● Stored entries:
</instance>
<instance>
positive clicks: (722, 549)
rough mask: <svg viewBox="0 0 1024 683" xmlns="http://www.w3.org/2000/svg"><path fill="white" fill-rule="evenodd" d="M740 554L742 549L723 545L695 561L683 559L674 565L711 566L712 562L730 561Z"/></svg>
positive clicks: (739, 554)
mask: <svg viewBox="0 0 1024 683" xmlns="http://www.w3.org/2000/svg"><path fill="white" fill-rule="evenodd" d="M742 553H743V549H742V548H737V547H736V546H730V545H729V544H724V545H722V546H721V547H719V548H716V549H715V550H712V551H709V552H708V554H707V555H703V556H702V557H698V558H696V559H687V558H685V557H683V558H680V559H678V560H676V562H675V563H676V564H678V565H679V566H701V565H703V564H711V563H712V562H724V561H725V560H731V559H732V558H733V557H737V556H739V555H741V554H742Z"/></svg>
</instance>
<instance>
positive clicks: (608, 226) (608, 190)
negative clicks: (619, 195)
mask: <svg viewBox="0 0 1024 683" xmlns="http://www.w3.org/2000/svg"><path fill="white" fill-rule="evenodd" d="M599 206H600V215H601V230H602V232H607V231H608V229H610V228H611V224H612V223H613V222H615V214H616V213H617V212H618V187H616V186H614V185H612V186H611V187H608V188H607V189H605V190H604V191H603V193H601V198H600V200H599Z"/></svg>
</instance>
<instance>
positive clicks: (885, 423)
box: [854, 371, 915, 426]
...
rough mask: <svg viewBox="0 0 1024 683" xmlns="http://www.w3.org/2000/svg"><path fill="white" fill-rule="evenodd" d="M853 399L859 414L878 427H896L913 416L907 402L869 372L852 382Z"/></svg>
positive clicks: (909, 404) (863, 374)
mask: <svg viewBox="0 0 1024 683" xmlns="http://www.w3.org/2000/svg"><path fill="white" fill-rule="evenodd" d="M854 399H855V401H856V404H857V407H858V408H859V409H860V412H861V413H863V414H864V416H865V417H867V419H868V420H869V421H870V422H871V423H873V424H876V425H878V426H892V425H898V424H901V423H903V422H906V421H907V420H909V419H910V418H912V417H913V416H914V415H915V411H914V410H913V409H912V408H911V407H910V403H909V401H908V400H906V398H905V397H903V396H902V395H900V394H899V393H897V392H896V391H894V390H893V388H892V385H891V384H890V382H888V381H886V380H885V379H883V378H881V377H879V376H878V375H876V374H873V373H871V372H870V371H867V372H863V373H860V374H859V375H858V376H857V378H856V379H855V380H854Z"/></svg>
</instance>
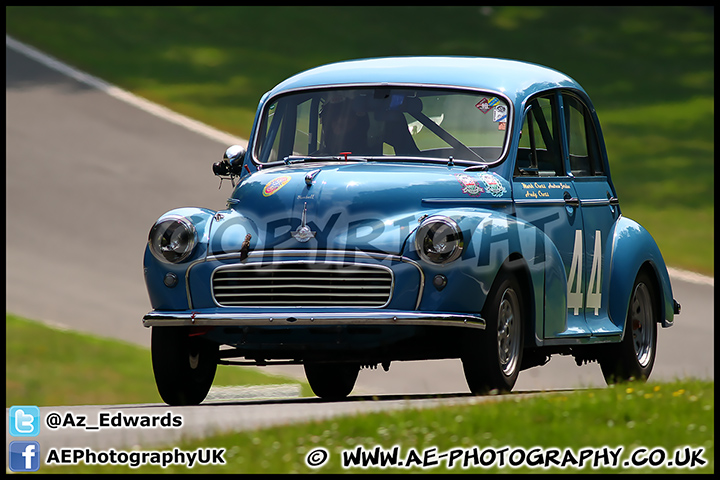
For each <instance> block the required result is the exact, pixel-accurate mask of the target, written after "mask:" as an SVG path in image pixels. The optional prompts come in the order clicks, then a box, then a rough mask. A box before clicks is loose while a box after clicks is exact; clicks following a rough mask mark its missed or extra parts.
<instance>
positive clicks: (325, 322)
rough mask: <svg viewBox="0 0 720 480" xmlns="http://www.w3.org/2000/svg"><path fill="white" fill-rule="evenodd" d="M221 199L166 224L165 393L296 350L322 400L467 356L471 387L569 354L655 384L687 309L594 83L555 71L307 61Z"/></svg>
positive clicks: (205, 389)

● TASK DESCRIPTION: Rewrite the stored entries with every "rough mask" changed to "coarse mask" and everything else left unchanged, starting at the line that has "399L859 414L878 427H896L913" and ending after the line that has "positive clicks: (205, 389)". Leave the pictures out of your answer.

● RESULT BELOW:
coarse mask: <svg viewBox="0 0 1024 683" xmlns="http://www.w3.org/2000/svg"><path fill="white" fill-rule="evenodd" d="M853 399L859 414L878 427H896L913 416L907 402L869 372L852 382Z"/></svg>
positive clicks: (909, 404) (863, 374)
mask: <svg viewBox="0 0 1024 683" xmlns="http://www.w3.org/2000/svg"><path fill="white" fill-rule="evenodd" d="M854 399H855V401H856V404H857V407H858V408H859V409H860V412H861V413H863V414H864V416H865V417H867V419H868V420H869V421H870V422H871V423H873V424H876V425H878V426H892V425H898V424H901V423H903V422H906V421H907V420H909V419H910V418H912V417H913V416H914V415H915V411H914V410H913V409H912V408H911V407H910V403H909V401H908V400H906V398H905V397H903V396H902V395H900V394H899V393H897V392H896V391H894V390H893V388H892V385H891V384H890V382H888V381H886V380H885V379H883V378H881V377H879V376H878V375H876V374H873V373H871V372H870V371H867V372H863V373H860V374H859V375H858V376H857V378H856V379H855V380H854Z"/></svg>
</instance>
For each <instance> block the required result is the exact, pixel-accurate mask of the target, written after "mask:" as an SVG path in image pixels. The optional prompts come in the order clicks, then a box, then a coarse mask. A box before clicks is loose while a box after clicks is exact; clicks following a coarse mask mark its missed or extra parts.
<instance>
positive clicks: (325, 322)
coarse mask: <svg viewBox="0 0 720 480" xmlns="http://www.w3.org/2000/svg"><path fill="white" fill-rule="evenodd" d="M221 199L166 224L165 393L296 350L322 400L467 356L471 387L569 354L655 384L687 309L594 83L555 71L307 61Z"/></svg>
positive clicks: (205, 389)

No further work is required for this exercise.